PAGE TEXT:
..........

Dan Lurie (April 1, 1923 – November 6, 2013) was an American bodybuilder, television personality, entrepreneur, and world record holder. He was regarded as a pioneer in physical fitness and a founding father of bodybuilding. Lurie had won the Mr. America title of "America's Most Muscular Man" four times by 1949, and in 1984 made history by arm wrestling U.S. President Ronald Reagan on the Oval Office desk in the White House.

Biography 
Lurie was born in New York, New York, graduated from Samuel J. Tilden High School and later moved to North Woodmere on Long Island where he lived until age 90.  A world-class bodybuilder in the 1940s, Lurie won numerous titles in the Mr. America competitions. In 1948, he established the International Federation of Body Builders and later went on to create The World Body Building Guild.  In the 1950s he went on to star as "Sealtest Dan, The Muscle Man" in a long-running CBS TV series called The Sealtest Big Top.

..........

RECORDED INFORMATION:
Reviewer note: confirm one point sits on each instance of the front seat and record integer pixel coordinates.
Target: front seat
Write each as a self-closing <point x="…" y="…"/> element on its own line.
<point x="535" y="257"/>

..........

TASK:
Copy the Dan Lurie text from the words "Dan Lurie (April" through "the White House.", swapping "pioneer" for "trailblazer". The material comes from a separate source.

EXPECTED ANSWER:
Dan Lurie (April 1, 1923 – November 6, 2013) was an American bodybuilder, television personality, entrepreneur, and world record holder. He was regarded as a trailblazer in physical fitness and a founding father of bodybuilding. Lurie had won the Mr. America title of "America's Most Muscular Man" four times by 1949, and in 1984 made history by arm wrestling U.S. President Ronald Reagan on the Oval Office desk in the White House.